Epigenetic and transcriptional dysregulation in CD4+ T cells in patients with atopic dermatitis.

Autor: Amy A Eapen, Sreeja Parameswaran, Carmy Forney, Lee E Edsall, Daniel Miller, Omer Donmez, Katelyn Dunn, Xiaoming Lu, Marissa Granitto, Hope Rowden, Adam Z Magier, Mario Pujato, Xiaoting Chen, Kenneth Kaufman, David I Bernstein, Ashley L Devonshire, Marc E Rothenberg, Matthew T Weirauch, Leah C Kottyan
Jazyk: angličtina
Rok vydání: 2022
Předmět:
Zdroj: PLoS Genetics, Vol 18, Iss 5, p e1009973 (2022)
Druh dokumentu: article
ISSN: 1553-7390
1553-7404
DOI: 10.1371/journal.pgen.1009973
Popis: Atopic dermatitis (AD) is one of the most common skin disorders among children. Disease etiology involves genetic and environmental factors, with 29 independent AD risk loci enriched for risk allele-dependent gene expression in the skin and CD4+ T cell compartments. We investigated the potential epigenetic mechanisms responsible for the genetic susceptibility of CD4+ T cells. To understand the differences in gene regulatory activity in peripheral blood T cells in AD, we measured chromatin accessibility (an assay based on transposase-accessible chromatin sequencing, ATAC-seq), nuclear factor kappa B subunit 1 (NFKB1) binding (chromatin immunoprecipitation with sequencing, ChIP-seq), and gene expression levels (RNA-seq) in stimulated CD4+ T cells from subjects with active moderate-to-severe AD, as well as in age-matched non-allergic controls. Open chromatin regions in stimulated CD4+ T cells were highly enriched for AD genetic risk variants, with almost half of the AD risk loci overlapping AD-dependent ATAC-seq peaks. AD-specific open chromatin regions were strongly enriched for NF-κB DNA-binding motifs. ChIP-seq identified hundreds of NFKB1-occupied genomic loci that were AD- or control-specific. As expected, the AD-specific ChIP-seq peaks were strongly enriched for NF-κB DNA-binding motifs. Surprisingly, control-specific NFKB1 ChIP-seq peaks were not enriched for NFKB1 motifs, but instead contained motifs for other classes of human transcription factors, suggesting a mechanism involving altered indirect NFKB1 binding. Using DNA sequencing data, we identified 63 instances of altered genotype-dependent chromatin accessibility at 36 AD risk variant loci (30% of AD risk loci) that might lead to genotype-dependent gene expression. Based on these findings, we propose that CD4+ T cells respond to stimulation in an AD-specific manner, resulting in disease- and genotype-dependent chromatin accessibility alterations involving NFKB1 binding.

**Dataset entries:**
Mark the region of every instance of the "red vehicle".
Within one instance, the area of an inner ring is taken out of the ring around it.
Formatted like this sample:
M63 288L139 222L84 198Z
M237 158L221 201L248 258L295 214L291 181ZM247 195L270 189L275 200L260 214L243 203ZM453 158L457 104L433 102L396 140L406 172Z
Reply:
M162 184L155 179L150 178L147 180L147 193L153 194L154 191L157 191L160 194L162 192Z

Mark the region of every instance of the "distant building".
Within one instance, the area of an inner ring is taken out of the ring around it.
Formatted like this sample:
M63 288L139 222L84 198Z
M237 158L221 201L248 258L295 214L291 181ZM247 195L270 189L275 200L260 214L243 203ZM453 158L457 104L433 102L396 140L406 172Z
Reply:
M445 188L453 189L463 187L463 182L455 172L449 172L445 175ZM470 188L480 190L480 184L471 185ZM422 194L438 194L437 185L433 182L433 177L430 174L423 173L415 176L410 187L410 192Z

**Exercise prompt:** Reproduce word for word the part of the atopic dermatitis abstract starting at "Epigenetic and transcriptional" and ending at "p e1009973 (2022)". The items are separate material, unrelated to the atopic dermatitis abstract.

**Answer box:**
Epigenetic and transcriptional dysregulation in CD4+ T cells in patients with atopic dermatitis.

Autor: Amy A Eapen, Sreeja Parameswaran, Carmy Forney, Lee E Edsall, Daniel Miller, Omer Donmez, Katelyn Dunn, Xiaoming Lu, Marissa Granitto, Hope Rowden, Adam Z Magier, Mario Pujato, Xiaoting Chen, Kenneth Kaufman, David I Bernstein, Ashley L Devonshire, Marc E Rothenberg, Matthew T Weirauch, Leah C Kottyan
Jazyk: angličtina
Rok vydání: 2022
Předmět:
Zdroj: PLoS Genetics, Vol 18, Iss 5, p e1009973 (2022)